__Your goal__
Copy out the lines below word for word, keeping every character and line break the same.

__Raw records__
++++

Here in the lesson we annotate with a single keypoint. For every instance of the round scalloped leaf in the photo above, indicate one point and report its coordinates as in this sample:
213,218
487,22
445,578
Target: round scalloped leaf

++++

__Result for this exercise__
Here in the lesson we annotate with a single keypoint. For every instance of the round scalloped leaf in the photo above, indicate one point and report its coordinates as in this sample:
213,218
487,22
445,578
Target: round scalloped leaf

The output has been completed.